WHAT IS EXPECTED ::
Could you write out every entry exactly as it stands?

RECORDS SHOWN ::
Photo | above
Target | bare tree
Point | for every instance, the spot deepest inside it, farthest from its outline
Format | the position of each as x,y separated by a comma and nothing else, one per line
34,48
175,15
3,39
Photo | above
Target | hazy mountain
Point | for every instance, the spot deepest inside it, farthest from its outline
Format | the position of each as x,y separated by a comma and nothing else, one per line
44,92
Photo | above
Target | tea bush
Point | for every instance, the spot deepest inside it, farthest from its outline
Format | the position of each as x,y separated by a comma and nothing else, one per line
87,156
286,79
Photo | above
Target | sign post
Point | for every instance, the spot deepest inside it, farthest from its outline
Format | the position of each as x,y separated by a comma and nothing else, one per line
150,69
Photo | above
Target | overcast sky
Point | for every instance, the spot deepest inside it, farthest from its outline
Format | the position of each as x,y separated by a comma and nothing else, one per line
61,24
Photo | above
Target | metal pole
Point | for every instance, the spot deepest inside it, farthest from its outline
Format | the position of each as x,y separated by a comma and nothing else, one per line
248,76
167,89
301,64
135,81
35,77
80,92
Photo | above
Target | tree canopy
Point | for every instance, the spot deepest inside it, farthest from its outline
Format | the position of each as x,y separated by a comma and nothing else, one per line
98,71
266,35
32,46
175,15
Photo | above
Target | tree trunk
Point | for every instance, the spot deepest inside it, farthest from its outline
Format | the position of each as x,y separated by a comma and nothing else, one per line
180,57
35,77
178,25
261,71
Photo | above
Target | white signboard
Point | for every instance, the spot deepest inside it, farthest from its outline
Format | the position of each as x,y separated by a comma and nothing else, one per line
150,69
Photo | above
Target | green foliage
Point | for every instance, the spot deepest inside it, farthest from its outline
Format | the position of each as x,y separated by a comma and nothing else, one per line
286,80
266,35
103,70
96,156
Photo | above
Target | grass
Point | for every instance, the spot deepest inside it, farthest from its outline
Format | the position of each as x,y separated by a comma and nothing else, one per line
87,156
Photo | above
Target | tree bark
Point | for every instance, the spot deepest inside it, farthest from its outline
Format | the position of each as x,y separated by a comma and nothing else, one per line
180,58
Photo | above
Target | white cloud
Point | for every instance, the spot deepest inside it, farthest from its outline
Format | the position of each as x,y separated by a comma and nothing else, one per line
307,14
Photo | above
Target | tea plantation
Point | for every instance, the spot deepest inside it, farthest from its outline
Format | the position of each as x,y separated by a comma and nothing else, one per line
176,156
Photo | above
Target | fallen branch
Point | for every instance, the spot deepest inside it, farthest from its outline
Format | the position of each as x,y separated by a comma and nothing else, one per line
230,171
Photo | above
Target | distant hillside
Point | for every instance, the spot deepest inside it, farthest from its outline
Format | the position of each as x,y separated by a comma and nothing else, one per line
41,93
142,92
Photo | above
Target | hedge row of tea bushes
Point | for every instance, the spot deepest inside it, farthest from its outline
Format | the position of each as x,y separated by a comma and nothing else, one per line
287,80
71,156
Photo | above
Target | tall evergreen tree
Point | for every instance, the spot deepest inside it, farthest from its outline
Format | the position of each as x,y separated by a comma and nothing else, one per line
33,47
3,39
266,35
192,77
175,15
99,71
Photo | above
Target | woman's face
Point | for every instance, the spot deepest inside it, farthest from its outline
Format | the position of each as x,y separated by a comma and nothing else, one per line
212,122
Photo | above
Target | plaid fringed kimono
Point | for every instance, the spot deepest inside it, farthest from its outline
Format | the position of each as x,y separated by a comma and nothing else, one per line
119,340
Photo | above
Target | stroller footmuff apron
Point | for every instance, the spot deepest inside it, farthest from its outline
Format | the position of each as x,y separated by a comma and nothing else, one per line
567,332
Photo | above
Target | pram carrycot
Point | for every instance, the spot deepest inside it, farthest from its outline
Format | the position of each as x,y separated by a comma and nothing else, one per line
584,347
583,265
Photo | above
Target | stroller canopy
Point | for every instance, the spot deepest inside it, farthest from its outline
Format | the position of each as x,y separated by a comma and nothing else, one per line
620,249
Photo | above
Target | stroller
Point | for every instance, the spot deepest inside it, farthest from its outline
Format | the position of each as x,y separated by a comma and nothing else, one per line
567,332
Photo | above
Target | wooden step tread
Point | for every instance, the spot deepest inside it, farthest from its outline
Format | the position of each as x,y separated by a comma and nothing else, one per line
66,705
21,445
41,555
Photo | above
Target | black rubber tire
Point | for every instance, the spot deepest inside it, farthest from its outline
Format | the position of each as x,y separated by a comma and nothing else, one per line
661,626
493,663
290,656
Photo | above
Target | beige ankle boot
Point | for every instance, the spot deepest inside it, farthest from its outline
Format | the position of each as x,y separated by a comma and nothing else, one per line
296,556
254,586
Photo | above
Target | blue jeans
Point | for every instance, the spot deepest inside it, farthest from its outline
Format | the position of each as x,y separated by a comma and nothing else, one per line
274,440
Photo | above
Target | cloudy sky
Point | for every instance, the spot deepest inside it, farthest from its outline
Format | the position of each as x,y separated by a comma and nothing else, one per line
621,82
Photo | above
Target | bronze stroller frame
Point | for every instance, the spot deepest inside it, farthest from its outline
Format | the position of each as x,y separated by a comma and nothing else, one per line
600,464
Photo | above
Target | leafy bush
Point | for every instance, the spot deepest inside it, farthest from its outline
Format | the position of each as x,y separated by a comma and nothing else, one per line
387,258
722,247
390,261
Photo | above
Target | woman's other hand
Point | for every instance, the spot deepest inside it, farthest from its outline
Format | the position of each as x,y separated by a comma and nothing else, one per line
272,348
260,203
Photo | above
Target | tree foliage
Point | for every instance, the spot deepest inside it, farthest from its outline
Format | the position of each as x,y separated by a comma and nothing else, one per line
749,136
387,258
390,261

OUTPUT OF THE EXERCISE ::
Photo | above
Target | bare tree
Point | for every instance, the spot deepest inside it, farthest from its outline
Format | the position of each as x,y separated by a comma and nothing else, one per line
34,48
175,15
3,39
Photo | above
Target | hazy mountain
Point | for every instance, the spot deepest inside it, farthest from its outline
Format | the position of each as x,y separated by a comma and nothing else, one per line
44,92
Photo | above
Target | tea bush
Point | for every instance, the spot deepest inside it, farthest from its outline
Format | the position of each as x,y separated by a comma and nothing else, one per line
87,156
286,79
Photo | above
Target | sign post
Point | for every instance, the spot deepest inside it, farthest from its outline
Format | the position of each as x,y separated by a comma and nothing else, one per line
150,69
Photo | above
Target | overcast sky
Point | for every instance, the spot deepest inside it, farthest from its outline
Format | the position of each as x,y separated by a comma and nothing else, one per line
61,24
Photo | above
Target | metal pole
Point | for every instance, the spot deepest inside it, farthest from its outline
Format | the position of each as x,y separated by a comma and nothing else, one per line
248,76
167,89
301,64
135,81
35,77
80,92
Photo | above
Target | tree canopy
Point | for every instance, the spot deepest inside it, farthest from its outline
Format | the position of each as x,y separated by a comma and nothing else, one per line
98,71
266,35
32,46
175,15
Photo | above
Target | tree trunk
Point | for every instance, the spot deepest inside it, farthest from its outline
Format | the position of each as x,y separated by a comma and nothing else, one per line
180,57
35,77
178,25
261,71
Photo | above
Target | white signboard
Point | for every instance, the spot deepest inside it, farthest from its outline
Format | the position of each as x,y separated by a comma and nothing else, one per line
150,69
Photo | above
Target | green foliage
Point | for every instance, the spot deepest inside it, farthest from its outline
Format | the position of each as x,y separated by a comma and nothing else, one per line
286,80
266,35
103,70
96,156
Photo | above
Target | grass
Point | for every instance, the spot deepest inside it, farthest from its outline
Format | the position of each as x,y separated by a comma and nothing else, one per line
87,156
Photo | above
Target | tree bark
Point | for every instance, the spot deepest inside it, farthest from its outline
Format | the position of each as x,y separated by a comma and nothing else, one per line
180,58
Photo | above
Target | white cloud
Point | for every instance, the spot deepest inside it, farthest from its outline
Format | the position of each as x,y separated by a comma and nothing else, one per line
307,14
Photo | above
Target | tea plantation
Point | for every instance, the spot deepest inside it, farthest from its outline
Format | the position of each as x,y separated by a comma and nothing else, one per line
176,156
Photo | above
Target | fallen branch
Point | for every instance, the spot deepest inside it, farthest from its outline
Format | the position of each as x,y separated by a comma and nothing else, one per line
230,171
Photo | above
Target | distant hillside
Point | for every instance, the spot deepest inside it, farthest from its outline
Format | the position of each as x,y separated by a comma and nothing else, one per line
41,93
142,92
Photo | above
Target | hedge row of tea bushes
Point | for every instance, the spot deepest inside it, farthest from its outline
Format | the position of each as x,y separated by a comma and nothing else, one per line
287,80
71,156
Photo | above
Target | tall evergreen tree
Point | for every instance, the spot deepest inside it, farthest from its outline
Format | the position of each as x,y separated by a comma and nothing else, one per line
33,47
3,39
266,35
192,77
175,15
99,71
Photo | above
Target | woman's face
Point | for every instance, the spot deepest inside it, farthest from its outline
Format | the position of each as x,y separated by a comma and nothing else, one per line
212,122
Photo | above
Target | plaid fringed kimono
Point | for every instance, the spot deepest inside it, farthest from its outline
Format | the position of each as x,y separated by a comma and nothing else, one per line
119,340
Photo | above
Target | stroller footmuff apron
Point | for every instance, the spot deepest inside it, farthest from its outline
Format | the position of each as x,y separated by a comma and nothing else, one per line
567,332
Photo | above
Target | pram carrycot
Point | for every instance, the spot deepest inside it, farthest from its outline
Format | the position of each as x,y separated by a comma and nothing else, one per line
584,347
583,265
Photo | above
Target | stroller canopy
Point | for every instance, the spot deepest inside it, farthest from its outline
Format | the position of each as x,y separated by a comma and nothing else, one per line
620,249
Photo | above
Target | stroller
Point | for every instance, the spot deepest inside it, farthest from its outline
Format | the position of each as x,y separated by a comma and nothing else, one per line
567,332
Photo | above
Target | wooden step tread
Point | for every instance, the spot deepest inside it, farthest from its outline
Format | the position of each as x,y separated by a comma and nothing else, one per line
66,705
21,445
41,555
Photo | above
Target | black rubber tire
Point | for every instance, the spot deepest inside it, farthest from its outline
Format | the position of each as x,y separated by a comma and nothing else, one per line
661,626
493,663
290,656
Photo | above
Target | beige ankle boot
Point | for every instance, the spot deepest inside it, farthest from its outline
Format | the position of each as x,y separated by a comma and nothing else, one per line
296,556
254,586
Photo | above
Target | blue jeans
Point | for every instance, the spot deepest inside it, farthest from its outline
Format | the position of each as x,y separated by a comma and nothing else, one per line
274,440
Photo | above
Target | cloudy sky
Point | for every instance, the spot deepest inside it, farthest from its outline
Format | the position of each as x,y separated by a comma and nothing else, one per line
621,82
Photo | above
Target | bronze stroller frame
Point | for every instance, the spot deepest inside it, farthest from its outline
Format | the position of each as x,y separated by a comma and nothing else, one per line
600,464
Photo | above
Target | leafy bush
Point | for every instance, the spot deepest inside it, farthest from its outline
Format | the position of each as x,y separated by a comma and nothing else, one per line
387,258
722,247
390,261
Photo | above
Target | woman's other hand
Point | for every instance, the spot deepest inside it, farthest from its outline
Format | the position of each as x,y separated by a comma and nothing else, one per line
272,348
260,203
Photo | above
Target | tree foliage
Point | for every instance, the spot deepest inside it, farthest from its outline
Format | the position of each as x,y separated by a comma and nothing else, one per line
749,136
387,258
390,261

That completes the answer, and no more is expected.